- Aim of the task: Copy out all of the data below, line by line, without changing a single character.

- Information shown:
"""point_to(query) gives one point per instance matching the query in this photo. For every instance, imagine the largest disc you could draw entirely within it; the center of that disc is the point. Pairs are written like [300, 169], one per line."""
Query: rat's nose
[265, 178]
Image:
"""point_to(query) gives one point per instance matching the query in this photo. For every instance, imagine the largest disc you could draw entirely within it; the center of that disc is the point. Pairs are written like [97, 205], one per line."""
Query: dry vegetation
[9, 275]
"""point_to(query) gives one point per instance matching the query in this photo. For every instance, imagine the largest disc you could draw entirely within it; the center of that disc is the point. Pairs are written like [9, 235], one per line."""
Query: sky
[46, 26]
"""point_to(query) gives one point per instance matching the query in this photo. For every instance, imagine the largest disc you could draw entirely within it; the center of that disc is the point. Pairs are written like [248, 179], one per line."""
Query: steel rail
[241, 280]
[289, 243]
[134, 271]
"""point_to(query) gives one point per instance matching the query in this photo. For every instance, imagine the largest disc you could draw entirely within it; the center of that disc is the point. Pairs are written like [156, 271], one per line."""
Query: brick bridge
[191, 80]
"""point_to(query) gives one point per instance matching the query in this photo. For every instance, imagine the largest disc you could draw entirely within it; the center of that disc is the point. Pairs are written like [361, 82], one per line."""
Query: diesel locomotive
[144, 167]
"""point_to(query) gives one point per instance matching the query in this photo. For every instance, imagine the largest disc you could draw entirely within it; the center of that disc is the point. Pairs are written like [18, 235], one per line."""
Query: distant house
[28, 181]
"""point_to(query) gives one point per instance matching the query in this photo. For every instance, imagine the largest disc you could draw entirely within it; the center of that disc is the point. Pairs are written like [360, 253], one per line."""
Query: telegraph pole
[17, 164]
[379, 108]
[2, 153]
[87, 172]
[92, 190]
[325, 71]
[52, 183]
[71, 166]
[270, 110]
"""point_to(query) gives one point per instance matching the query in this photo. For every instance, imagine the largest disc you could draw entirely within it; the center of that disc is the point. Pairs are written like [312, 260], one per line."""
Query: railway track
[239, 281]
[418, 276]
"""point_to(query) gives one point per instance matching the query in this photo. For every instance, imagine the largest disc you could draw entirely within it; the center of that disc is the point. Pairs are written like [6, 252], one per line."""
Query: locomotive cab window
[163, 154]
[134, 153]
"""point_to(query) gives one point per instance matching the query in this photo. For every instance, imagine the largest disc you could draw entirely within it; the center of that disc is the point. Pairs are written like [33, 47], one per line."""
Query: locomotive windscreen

- Exercise response:
"""point_to(query) gives one point per instance matching the query in this photo. For every instance, imagine the largest disc you could draw entirely within it; the center of that disc is the point. Pairs are written like [300, 169], one per line."""
Query: rat's nose
[265, 178]
Image:
"""point_to(query) gives one point per instance matching the query in this photo. For every instance, imagine the largest disc you could draw entirely within it; the center of that disc is the point. Pairs are written like [97, 205], one per line."""
Query: dry vegetation
[9, 275]
"""point_to(query) gives one point per instance matching the query in this photo. For every instance, imagine the largest disc you could draw entirely within it; the center of that disc is the point. Pairs are written like [9, 235], one per line."""
Query: sky
[46, 26]
"""point_to(query) gives one point per instance matching the query in this photo. For every instance, imagine the largest disc you could draw entirely within it; the center of that disc is the point. Pairs are written like [248, 179], one per line."""
Query: steel rail
[241, 280]
[289, 243]
[134, 271]
"""point_to(query) gives one point per instance matching the query in this photo. For every instance, imagine the largest disc you could draw entirely within it; the center of that disc is the point. Pairs are written like [156, 271], one per line."""
Query: brick bridge
[191, 80]
"""point_to(query) gives one point per instance matching the query in this photo. For every instance, imagine the largest disc you could draw entirely within it; the center of that disc is the point. Pairs are written like [361, 82], one per line."""
Query: diesel locomotive
[144, 167]
"""point_to(query) gives one point per instance matching the query in this photo. For every instance, imagine the largest disc you could draw entirely within it; the center of that disc is the point. Pairs are written like [18, 235], one per line."""
Query: distant house
[28, 181]
"""point_to(query) gives one point per instance matching the query in this photo. For every instance, imagine the largest disc you could draw entirely within it; the center of that disc is the point. Pairs are written like [360, 253], one per line."""
Query: telegraph pole
[17, 164]
[379, 108]
[2, 153]
[87, 172]
[92, 190]
[325, 71]
[52, 183]
[71, 166]
[270, 110]
"""point_to(query) gives one point per instance matching the query in this photo. For every instance, imagine the largest disc you could draw entirely within it; the center of that disc is the point. Pairs are written like [312, 260], one per line."""
Query: railway track
[239, 281]
[418, 276]
"""point_to(query) gives one point per instance matching the query in this photo. For every instance, imagine the largest disc you could draw entirely within it; the center of that disc is the point. Pairs are written like [6, 252], one per line."""
Query: locomotive cab window
[163, 154]
[134, 153]
"""point_to(query) gives one point per instance matching the query in this photo. For every instance, imagine the largest disc you could draw entirely within it; the center of that disc is the point. Pairs are written like [33, 47], one per line."""
Query: locomotive windscreen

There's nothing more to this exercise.